# AIM
Please report every line below that contains the word "holding", with case counting.

### DATASET ENTRIES

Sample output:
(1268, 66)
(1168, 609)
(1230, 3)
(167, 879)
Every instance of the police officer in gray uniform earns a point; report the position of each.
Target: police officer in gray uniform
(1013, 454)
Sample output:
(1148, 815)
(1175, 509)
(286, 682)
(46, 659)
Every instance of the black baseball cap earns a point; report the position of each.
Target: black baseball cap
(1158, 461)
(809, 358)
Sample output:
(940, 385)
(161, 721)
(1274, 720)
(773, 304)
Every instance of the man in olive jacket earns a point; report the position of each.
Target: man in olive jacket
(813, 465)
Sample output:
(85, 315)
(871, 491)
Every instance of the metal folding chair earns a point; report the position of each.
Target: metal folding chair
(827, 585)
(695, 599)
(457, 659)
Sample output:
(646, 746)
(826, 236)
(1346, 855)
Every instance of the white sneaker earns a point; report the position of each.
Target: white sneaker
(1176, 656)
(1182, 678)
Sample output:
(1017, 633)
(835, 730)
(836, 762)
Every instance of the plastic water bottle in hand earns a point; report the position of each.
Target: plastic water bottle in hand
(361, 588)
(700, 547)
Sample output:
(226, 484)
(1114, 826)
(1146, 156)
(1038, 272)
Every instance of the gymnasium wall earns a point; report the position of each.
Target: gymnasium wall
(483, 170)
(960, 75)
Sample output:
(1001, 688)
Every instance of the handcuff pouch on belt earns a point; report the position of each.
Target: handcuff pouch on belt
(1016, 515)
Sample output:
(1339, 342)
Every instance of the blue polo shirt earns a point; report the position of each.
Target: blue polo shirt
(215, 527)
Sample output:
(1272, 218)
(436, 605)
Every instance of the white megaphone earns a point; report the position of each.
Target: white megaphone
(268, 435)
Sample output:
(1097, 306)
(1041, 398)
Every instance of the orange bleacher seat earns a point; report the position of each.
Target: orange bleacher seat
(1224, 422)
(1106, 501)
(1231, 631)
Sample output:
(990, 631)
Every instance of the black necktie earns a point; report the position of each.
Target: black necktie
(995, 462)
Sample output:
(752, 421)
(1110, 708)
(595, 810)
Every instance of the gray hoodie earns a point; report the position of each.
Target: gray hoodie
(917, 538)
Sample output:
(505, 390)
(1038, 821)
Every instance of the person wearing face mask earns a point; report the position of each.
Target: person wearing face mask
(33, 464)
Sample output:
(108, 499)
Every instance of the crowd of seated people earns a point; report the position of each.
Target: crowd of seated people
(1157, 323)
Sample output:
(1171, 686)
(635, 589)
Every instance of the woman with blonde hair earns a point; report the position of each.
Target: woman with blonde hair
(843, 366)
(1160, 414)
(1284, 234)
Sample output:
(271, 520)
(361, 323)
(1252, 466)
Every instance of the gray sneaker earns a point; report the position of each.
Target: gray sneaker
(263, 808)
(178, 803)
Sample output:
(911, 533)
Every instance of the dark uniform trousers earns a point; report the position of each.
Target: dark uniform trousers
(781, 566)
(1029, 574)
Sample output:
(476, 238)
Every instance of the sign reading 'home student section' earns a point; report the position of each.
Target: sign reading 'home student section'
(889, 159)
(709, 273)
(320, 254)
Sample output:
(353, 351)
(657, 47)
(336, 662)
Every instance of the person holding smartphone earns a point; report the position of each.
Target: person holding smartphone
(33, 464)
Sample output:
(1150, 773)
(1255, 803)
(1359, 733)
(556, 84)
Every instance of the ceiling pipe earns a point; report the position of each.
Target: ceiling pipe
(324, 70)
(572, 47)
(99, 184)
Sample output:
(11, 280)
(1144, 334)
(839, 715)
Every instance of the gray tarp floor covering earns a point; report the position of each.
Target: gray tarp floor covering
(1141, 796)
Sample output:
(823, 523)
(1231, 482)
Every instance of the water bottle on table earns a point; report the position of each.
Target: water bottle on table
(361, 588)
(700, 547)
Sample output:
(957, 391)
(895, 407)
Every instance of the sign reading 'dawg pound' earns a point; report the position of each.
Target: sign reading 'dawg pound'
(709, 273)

######
### DATASET ENTRIES

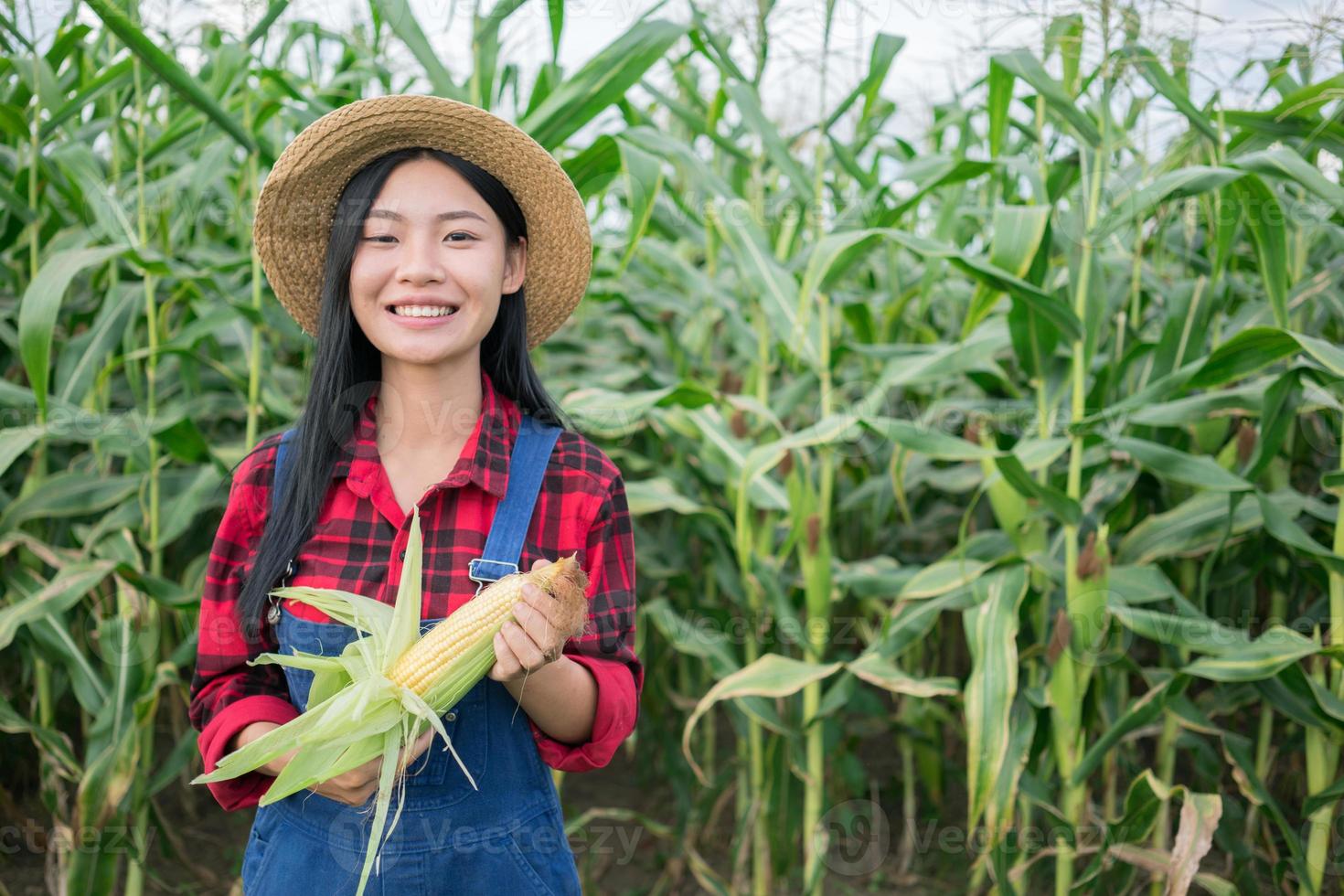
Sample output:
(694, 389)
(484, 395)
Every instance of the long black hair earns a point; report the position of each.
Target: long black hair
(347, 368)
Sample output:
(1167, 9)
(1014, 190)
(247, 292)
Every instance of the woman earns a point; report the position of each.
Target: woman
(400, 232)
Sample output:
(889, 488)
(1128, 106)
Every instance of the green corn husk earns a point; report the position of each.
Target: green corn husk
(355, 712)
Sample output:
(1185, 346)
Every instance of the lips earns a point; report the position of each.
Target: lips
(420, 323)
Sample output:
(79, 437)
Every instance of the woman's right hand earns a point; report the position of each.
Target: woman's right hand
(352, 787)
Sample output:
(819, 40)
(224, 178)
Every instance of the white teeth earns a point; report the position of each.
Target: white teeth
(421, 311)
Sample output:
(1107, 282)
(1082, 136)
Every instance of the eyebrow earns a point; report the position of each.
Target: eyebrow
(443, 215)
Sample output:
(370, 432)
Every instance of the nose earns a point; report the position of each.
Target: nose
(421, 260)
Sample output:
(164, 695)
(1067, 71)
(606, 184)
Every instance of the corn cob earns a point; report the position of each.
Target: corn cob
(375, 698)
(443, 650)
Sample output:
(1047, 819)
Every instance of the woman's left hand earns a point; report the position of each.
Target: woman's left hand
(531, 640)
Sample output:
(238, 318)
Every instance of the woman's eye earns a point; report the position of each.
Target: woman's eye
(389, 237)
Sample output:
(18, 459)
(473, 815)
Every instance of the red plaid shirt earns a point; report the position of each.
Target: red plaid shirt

######
### DATASET ENTRIES

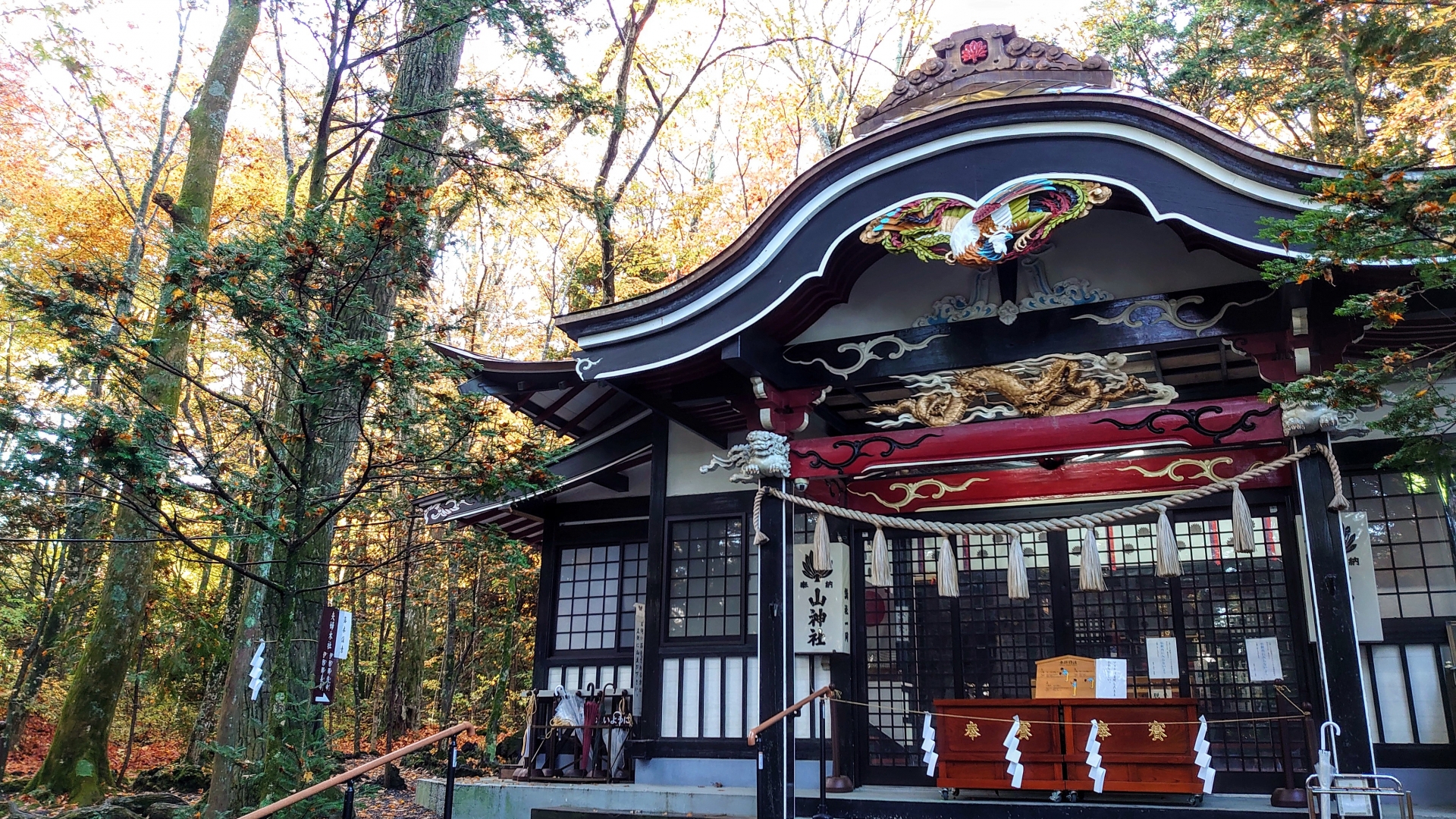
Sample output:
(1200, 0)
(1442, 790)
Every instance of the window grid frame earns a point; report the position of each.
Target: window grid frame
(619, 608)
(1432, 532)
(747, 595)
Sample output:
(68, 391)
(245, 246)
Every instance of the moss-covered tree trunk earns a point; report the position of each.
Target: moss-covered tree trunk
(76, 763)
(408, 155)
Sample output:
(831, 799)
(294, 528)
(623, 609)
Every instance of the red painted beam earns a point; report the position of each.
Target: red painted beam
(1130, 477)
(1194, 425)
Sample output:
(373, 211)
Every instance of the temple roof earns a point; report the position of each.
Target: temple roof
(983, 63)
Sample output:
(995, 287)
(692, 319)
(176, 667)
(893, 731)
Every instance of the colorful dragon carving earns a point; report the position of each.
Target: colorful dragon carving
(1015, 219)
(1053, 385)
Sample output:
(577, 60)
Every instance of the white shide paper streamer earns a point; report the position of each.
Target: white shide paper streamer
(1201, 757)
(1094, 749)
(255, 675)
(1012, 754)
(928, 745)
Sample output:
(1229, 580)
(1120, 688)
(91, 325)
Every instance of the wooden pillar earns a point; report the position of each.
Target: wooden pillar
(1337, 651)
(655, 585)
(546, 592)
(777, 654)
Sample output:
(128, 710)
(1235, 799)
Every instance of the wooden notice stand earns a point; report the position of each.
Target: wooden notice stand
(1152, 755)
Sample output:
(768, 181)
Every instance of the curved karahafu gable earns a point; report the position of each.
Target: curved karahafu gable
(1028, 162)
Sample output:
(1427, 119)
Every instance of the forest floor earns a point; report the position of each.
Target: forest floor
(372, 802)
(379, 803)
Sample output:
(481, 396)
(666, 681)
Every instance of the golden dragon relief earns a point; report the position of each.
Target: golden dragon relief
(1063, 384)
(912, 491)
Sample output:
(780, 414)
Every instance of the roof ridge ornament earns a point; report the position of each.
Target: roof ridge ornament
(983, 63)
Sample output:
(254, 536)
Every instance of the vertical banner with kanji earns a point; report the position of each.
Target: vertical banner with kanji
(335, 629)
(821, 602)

######

# WRITTEN ANSWER
Every instance of the person holding smartphone earns a point; report the position of each.
Target: person holding smartphone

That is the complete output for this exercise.